## Input rows:
** Begin **

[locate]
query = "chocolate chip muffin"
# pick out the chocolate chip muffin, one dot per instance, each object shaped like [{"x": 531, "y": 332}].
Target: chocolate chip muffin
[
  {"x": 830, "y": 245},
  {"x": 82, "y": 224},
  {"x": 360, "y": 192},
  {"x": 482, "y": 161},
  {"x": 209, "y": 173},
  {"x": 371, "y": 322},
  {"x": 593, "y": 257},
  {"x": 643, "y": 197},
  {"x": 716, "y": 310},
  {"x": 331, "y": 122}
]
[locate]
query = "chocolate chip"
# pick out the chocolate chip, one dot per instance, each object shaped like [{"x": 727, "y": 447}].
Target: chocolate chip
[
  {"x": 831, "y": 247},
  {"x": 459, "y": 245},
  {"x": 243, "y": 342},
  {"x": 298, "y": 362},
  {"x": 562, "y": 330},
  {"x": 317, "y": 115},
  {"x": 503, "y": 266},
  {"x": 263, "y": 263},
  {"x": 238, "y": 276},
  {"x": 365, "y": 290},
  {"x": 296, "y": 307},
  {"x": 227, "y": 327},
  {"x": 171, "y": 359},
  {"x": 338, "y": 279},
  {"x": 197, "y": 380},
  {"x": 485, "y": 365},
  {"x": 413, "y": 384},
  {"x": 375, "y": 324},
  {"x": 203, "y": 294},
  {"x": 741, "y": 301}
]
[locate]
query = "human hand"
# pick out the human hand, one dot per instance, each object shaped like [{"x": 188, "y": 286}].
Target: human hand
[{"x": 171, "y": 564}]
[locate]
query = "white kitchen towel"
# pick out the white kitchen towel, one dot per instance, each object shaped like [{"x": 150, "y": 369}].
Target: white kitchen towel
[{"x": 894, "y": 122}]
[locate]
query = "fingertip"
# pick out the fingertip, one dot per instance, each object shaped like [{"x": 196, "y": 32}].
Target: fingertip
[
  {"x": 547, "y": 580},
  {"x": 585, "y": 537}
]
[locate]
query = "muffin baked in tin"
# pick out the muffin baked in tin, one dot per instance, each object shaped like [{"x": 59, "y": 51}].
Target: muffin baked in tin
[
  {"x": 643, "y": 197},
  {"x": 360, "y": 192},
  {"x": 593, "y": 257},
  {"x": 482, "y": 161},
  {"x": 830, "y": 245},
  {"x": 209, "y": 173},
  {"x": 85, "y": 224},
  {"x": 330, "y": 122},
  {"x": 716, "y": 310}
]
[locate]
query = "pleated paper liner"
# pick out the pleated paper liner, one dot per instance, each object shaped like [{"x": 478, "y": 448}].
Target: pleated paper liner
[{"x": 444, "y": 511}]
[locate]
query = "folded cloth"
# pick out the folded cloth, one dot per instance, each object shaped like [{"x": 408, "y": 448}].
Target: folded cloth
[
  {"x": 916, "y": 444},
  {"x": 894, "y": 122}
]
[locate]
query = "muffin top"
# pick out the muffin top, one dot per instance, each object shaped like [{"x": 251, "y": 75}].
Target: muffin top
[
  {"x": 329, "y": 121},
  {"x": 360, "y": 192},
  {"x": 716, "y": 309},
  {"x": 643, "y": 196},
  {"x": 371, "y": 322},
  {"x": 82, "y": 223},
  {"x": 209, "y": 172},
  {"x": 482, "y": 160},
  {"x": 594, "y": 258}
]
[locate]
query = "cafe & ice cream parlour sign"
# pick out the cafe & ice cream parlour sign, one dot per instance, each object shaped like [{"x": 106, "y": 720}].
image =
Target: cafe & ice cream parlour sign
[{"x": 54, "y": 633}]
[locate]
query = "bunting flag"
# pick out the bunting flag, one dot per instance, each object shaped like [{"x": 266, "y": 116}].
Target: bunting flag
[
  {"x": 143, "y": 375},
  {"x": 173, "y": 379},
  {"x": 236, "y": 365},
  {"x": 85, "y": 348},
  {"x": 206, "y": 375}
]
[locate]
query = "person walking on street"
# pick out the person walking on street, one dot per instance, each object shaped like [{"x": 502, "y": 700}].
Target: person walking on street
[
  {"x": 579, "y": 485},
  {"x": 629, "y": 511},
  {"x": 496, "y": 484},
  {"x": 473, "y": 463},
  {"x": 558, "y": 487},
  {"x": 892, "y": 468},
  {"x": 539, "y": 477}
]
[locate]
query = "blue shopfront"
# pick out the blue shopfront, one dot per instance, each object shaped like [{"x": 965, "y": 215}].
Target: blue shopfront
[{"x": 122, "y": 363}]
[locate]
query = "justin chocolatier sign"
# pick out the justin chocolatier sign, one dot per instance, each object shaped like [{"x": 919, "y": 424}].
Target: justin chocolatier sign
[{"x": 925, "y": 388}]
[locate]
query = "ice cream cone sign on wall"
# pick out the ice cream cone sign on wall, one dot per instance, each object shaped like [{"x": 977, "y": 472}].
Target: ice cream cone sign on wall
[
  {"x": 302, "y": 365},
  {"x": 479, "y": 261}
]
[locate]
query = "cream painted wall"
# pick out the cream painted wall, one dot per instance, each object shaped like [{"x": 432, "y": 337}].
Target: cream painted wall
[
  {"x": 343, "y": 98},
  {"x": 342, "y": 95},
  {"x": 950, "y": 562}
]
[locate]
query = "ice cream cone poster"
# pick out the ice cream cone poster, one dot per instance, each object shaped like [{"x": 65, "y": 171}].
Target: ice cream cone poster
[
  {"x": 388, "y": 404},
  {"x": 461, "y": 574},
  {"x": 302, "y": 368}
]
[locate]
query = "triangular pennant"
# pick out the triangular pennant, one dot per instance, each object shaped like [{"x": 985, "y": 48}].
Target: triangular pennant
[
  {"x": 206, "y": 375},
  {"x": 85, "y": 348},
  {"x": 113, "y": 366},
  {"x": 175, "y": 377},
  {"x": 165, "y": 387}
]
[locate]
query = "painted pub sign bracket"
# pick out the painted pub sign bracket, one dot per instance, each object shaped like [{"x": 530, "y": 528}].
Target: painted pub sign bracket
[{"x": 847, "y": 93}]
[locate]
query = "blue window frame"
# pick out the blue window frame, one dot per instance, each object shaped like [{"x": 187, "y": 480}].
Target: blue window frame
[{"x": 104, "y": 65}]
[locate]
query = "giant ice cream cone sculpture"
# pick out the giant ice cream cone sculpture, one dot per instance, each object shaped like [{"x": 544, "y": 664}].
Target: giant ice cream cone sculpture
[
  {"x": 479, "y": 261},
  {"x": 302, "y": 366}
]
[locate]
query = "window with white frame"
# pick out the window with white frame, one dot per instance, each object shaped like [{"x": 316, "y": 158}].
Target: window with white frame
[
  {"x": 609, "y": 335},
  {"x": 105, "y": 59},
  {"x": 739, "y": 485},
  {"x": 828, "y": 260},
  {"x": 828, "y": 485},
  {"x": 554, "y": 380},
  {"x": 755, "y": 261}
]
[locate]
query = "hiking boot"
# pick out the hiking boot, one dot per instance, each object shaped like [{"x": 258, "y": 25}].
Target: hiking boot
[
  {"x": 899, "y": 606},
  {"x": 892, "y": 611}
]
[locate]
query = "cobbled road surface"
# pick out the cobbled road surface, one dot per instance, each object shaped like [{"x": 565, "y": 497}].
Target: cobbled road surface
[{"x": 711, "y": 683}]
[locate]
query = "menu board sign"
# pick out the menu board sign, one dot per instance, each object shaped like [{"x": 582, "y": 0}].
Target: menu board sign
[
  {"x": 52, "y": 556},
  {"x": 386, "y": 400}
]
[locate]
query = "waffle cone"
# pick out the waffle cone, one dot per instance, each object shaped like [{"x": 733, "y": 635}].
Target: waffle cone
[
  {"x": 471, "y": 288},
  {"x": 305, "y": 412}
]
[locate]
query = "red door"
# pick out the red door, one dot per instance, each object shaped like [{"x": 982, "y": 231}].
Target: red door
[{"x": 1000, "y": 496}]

** End **

## Work instructions:
From the listing above, reproduce all the lines exactly.

## Output of the exercise:
[locate]
query = "chocolate chip muffin"
# pick out the chocolate chip muffin, one dot per instance, each object shaped like [{"x": 531, "y": 332}].
Target: chocolate chip muffin
[
  {"x": 830, "y": 245},
  {"x": 82, "y": 224},
  {"x": 360, "y": 192},
  {"x": 482, "y": 161},
  {"x": 209, "y": 173},
  {"x": 371, "y": 322},
  {"x": 593, "y": 257},
  {"x": 643, "y": 197},
  {"x": 716, "y": 310},
  {"x": 331, "y": 122}
]
[locate]
query = "chocolate chip"
# pick out the chocolate chip, one dot per instance, each object shaped like [{"x": 727, "y": 447}].
Target: chocolate chip
[
  {"x": 831, "y": 247},
  {"x": 459, "y": 245},
  {"x": 243, "y": 342},
  {"x": 298, "y": 362},
  {"x": 562, "y": 330},
  {"x": 317, "y": 115},
  {"x": 503, "y": 266},
  {"x": 263, "y": 263},
  {"x": 238, "y": 276},
  {"x": 365, "y": 290},
  {"x": 296, "y": 307},
  {"x": 227, "y": 327},
  {"x": 171, "y": 359},
  {"x": 338, "y": 279},
  {"x": 197, "y": 380},
  {"x": 485, "y": 365},
  {"x": 413, "y": 384},
  {"x": 375, "y": 324},
  {"x": 203, "y": 294},
  {"x": 741, "y": 301}
]
[locate]
query = "human hand"
# pick out the human hand, one dot per instance, each object shaped like [{"x": 188, "y": 286}].
Target: human hand
[{"x": 171, "y": 564}]
[locate]
query = "white kitchen towel"
# pick out the white kitchen towel, one dot per instance, each object shaped like [{"x": 150, "y": 369}].
Target: white kitchen towel
[{"x": 894, "y": 122}]
[locate]
query = "fingertip"
# pick out the fingertip, one dot per instance, each object shaped like [{"x": 196, "y": 32}].
Target: fingertip
[
  {"x": 547, "y": 580},
  {"x": 585, "y": 537}
]
[locate]
query = "muffin baked in tin"
# pick out the muffin baked in tin, one dot per instance, each object shaped like [{"x": 59, "y": 51}].
Target: muffin baked in tin
[
  {"x": 643, "y": 197},
  {"x": 360, "y": 192},
  {"x": 593, "y": 257},
  {"x": 482, "y": 161},
  {"x": 830, "y": 245},
  {"x": 209, "y": 173},
  {"x": 85, "y": 224},
  {"x": 330, "y": 122},
  {"x": 716, "y": 310}
]
[locate]
query = "pleated paper liner"
# pick out the pleated paper liner, one dot per instance, each object shaped like [{"x": 478, "y": 448}].
Target: pleated paper liner
[{"x": 444, "y": 511}]
[locate]
query = "folded cloth"
# pick out the folded cloth, one dot per instance, each object shaped like [{"x": 408, "y": 448}].
Target: folded cloth
[
  {"x": 916, "y": 444},
  {"x": 894, "y": 122}
]
[locate]
query = "muffin top"
# pick out the muffin top, one dot per instance, each object shaped like [{"x": 251, "y": 75}].
Target: muffin top
[
  {"x": 329, "y": 121},
  {"x": 360, "y": 192},
  {"x": 716, "y": 309},
  {"x": 643, "y": 196},
  {"x": 371, "y": 322},
  {"x": 82, "y": 223},
  {"x": 209, "y": 172},
  {"x": 482, "y": 160},
  {"x": 594, "y": 258}
]
[locate]
query = "cafe & ice cream parlour sign"
# pick out the cafe & ice cream parlour sign, one dot per instance, each object shaped like [{"x": 106, "y": 720}].
image =
Target: cafe & ice cream parlour sign
[{"x": 54, "y": 633}]
[locate]
query = "bunting flag"
# pick out the bunting flag, one dot per instance, each object shaped like [{"x": 266, "y": 116}].
Target: bunting flag
[
  {"x": 143, "y": 375},
  {"x": 173, "y": 379},
  {"x": 236, "y": 365},
  {"x": 85, "y": 348},
  {"x": 206, "y": 375}
]
[locate]
query = "person walking on street"
# pick out the person walking on street, one dot per instance, each object shaped like [{"x": 502, "y": 700}].
Target: person walking on street
[
  {"x": 579, "y": 485},
  {"x": 629, "y": 511},
  {"x": 496, "y": 484},
  {"x": 473, "y": 463},
  {"x": 558, "y": 487},
  {"x": 892, "y": 468},
  {"x": 539, "y": 477}
]
[locate]
query = "blue shopfront"
# pick out the blue shopfront, one dot per instance, each object shaped like [{"x": 965, "y": 215}].
Target: blue shopfront
[{"x": 122, "y": 363}]
[locate]
query = "justin chocolatier sign"
# pick out the justin chocolatier sign, one dot per instance, each object shaped like [{"x": 919, "y": 424}].
Target: justin chocolatier sign
[{"x": 925, "y": 388}]
[locate]
query = "ice cream cone sign on wall"
# pick out the ice cream cone sign on wall, one dot per instance, each object shaped like [{"x": 977, "y": 472}].
Target: ice cream cone sign on wall
[
  {"x": 302, "y": 365},
  {"x": 479, "y": 261}
]
[locate]
query = "cream painted wall"
# pick out the cream painted wall, one dot per instance, each object shaped like [{"x": 432, "y": 337}].
Target: cream painted wall
[
  {"x": 343, "y": 98},
  {"x": 342, "y": 95},
  {"x": 950, "y": 562}
]
[locate]
query = "ice cream cone poster"
# pick out the ice cream cone poster, one dot per instance, each object shaped like [{"x": 65, "y": 171}].
Target: ice cream cone poster
[
  {"x": 388, "y": 404},
  {"x": 461, "y": 574},
  {"x": 302, "y": 368}
]
[locate]
query = "triangular pennant"
# pick out the triangular pennant, one dot per instance, each object shaped like [{"x": 985, "y": 48}].
Target: triangular pennant
[
  {"x": 206, "y": 375},
  {"x": 85, "y": 348},
  {"x": 113, "y": 366},
  {"x": 175, "y": 377},
  {"x": 165, "y": 387}
]
[locate]
query = "painted pub sign bracket"
# pick out the painted pub sign bracket, one dot per instance, each object shaped like [{"x": 530, "y": 528}].
Target: painted pub sign bracket
[{"x": 847, "y": 93}]
[locate]
query = "blue window frame"
# pick out the blue window frame, one dot per instance, each object shaped like [{"x": 187, "y": 480}].
Target: blue window frame
[{"x": 104, "y": 65}]
[locate]
query = "giant ice cream cone sculpture"
# pick out the giant ice cream cone sculpture, one dot per instance, each object shaped like [{"x": 544, "y": 664}].
Target: giant ice cream cone sculpture
[
  {"x": 479, "y": 261},
  {"x": 302, "y": 366}
]
[locate]
query = "window with white frame"
# pick out the window with white frame, one dot per instance, each object shaped like [{"x": 316, "y": 158}].
Target: window with white frame
[
  {"x": 609, "y": 335},
  {"x": 105, "y": 59},
  {"x": 739, "y": 485},
  {"x": 828, "y": 260},
  {"x": 828, "y": 485},
  {"x": 554, "y": 380},
  {"x": 755, "y": 261}
]
[locate]
query = "hiking boot"
# pick out the hiking boot, one dot per instance, each object shaped like [{"x": 258, "y": 25}].
Target: hiking boot
[
  {"x": 899, "y": 606},
  {"x": 892, "y": 611}
]
[locate]
query = "cobbled road surface"
# pick out the cobbled road surface, one dot per instance, each object shaped like [{"x": 565, "y": 497}].
Target: cobbled road surface
[{"x": 711, "y": 683}]
[locate]
query = "menu board sign"
# pick out the menu board sign, one dot per instance, each object shaped like [{"x": 582, "y": 0}].
Target: menu board sign
[
  {"x": 52, "y": 556},
  {"x": 386, "y": 400}
]
[locate]
query = "waffle cone"
# pick out the waffle cone, one dot per instance, each object shaped like [{"x": 733, "y": 635}].
Target: waffle cone
[
  {"x": 471, "y": 288},
  {"x": 305, "y": 412}
]
[locate]
query = "red door"
# pick out the red door, one dot per instance, each object shaped like [{"x": 982, "y": 231}].
Target: red door
[{"x": 1000, "y": 496}]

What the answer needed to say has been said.